▶ Your task
Answer these questions from the text on healthcare M&A:
1. What valuation method does the writer call their default preference?
2. About how many years ago was the writer an industry insider?
3. Which companies does the writer say are especially attractive?

====== Supplied text

This morning, I read the post below on my LinkedIn feed.
Several StrawPeople, including me, are very active in the healthcare space. This kind of industry context means that I will always consider M&A benchmark multiples as one lens to consider when valuing healthcare (or rather pharma, biotech and medical device companies) holdings.
This is very relevant to a number of holdings by Members here, including $BOT, $PNV, $TLX, $NEU, $CUV and others too. Importantly, the scale and mutliples on these firms are modest in the context of industry M&A.
While I don't hold stocks solely because I think they might be bought out, in my next round of valuations, in addition to DCFs (my default preference), and multiples and ratios on near term earnings, PBIT, EBITDA, FCF, and - yes - even peak sales, I will also consider these ratios in the context of M&A deal multiples.
One question implied by the post is, does big pharma increase the return of capital to shareholders via buyback and dividends, or will we see a step-up in M&A? History points to the latter, as the innovation engines are often more productive ($ for $) in those smaller and medium scale "survivors" that get their products into late stage clinical development or even to market. Companies with platforms or significant portfolios are especially attractive.
It's now almost 30 years since I was an industry insider. But even then, the role of M&A in augmenting organic R&D was a vital part of the industry. The treadmill of growth and the dynamics of innovation means that it is not unreasonable to assume this will continue - just at even greater scale.

============
====== Supplied records

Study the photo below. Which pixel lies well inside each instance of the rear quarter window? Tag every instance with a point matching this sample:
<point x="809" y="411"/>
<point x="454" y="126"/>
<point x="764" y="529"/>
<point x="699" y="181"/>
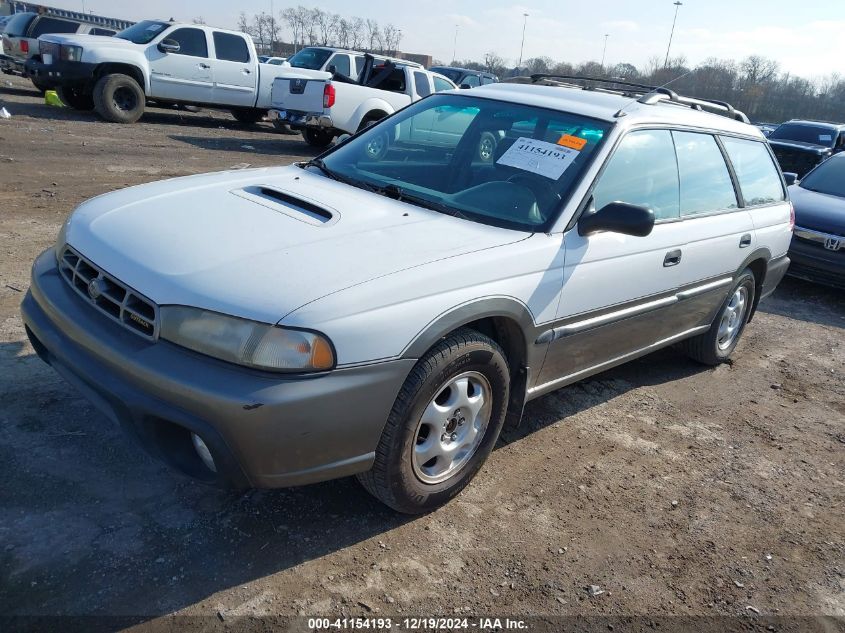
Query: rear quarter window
<point x="758" y="175"/>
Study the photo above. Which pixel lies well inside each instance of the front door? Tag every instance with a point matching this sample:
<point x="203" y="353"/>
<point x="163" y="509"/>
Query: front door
<point x="185" y="76"/>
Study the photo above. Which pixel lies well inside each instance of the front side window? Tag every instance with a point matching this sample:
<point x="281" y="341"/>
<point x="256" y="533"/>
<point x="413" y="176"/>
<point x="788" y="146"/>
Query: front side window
<point x="758" y="175"/>
<point x="499" y="163"/>
<point x="706" y="184"/>
<point x="642" y="171"/>
<point x="230" y="48"/>
<point x="310" y="58"/>
<point x="421" y="84"/>
<point x="45" y="26"/>
<point x="192" y="42"/>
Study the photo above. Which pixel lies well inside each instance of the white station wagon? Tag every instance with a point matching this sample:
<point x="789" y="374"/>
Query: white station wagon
<point x="384" y="313"/>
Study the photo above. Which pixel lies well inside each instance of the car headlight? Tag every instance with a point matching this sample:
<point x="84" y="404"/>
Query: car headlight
<point x="69" y="53"/>
<point x="245" y="342"/>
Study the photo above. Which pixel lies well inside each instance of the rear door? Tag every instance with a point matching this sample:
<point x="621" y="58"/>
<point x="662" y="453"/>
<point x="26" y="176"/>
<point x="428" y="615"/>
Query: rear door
<point x="234" y="70"/>
<point x="185" y="76"/>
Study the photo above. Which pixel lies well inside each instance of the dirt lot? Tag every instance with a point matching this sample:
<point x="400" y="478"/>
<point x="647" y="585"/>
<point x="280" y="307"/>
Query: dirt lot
<point x="678" y="489"/>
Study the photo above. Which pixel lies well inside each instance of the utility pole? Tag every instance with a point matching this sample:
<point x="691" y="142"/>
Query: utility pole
<point x="522" y="46"/>
<point x="604" y="52"/>
<point x="678" y="5"/>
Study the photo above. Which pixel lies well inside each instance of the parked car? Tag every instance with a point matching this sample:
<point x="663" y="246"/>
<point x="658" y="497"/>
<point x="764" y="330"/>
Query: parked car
<point x="20" y="38"/>
<point x="329" y="105"/>
<point x="464" y="77"/>
<point x="164" y="62"/>
<point x="818" y="246"/>
<point x="801" y="145"/>
<point x="384" y="317"/>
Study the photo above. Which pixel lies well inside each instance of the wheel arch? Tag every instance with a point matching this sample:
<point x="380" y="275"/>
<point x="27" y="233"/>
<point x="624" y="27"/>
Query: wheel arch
<point x="507" y="321"/>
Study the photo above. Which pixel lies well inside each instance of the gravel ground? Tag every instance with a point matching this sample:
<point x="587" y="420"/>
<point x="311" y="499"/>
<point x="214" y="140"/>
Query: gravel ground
<point x="679" y="490"/>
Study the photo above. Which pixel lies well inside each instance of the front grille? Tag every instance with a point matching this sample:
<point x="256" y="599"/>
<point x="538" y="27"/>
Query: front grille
<point x="110" y="296"/>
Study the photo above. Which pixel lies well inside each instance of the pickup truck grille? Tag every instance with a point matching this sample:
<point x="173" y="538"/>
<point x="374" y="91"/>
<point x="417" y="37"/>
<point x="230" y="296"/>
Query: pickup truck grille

============

▶ Result of this exercise
1. DCFs.
2. Almost 30 years ago.
3. Companies with platforms or significant portfolios.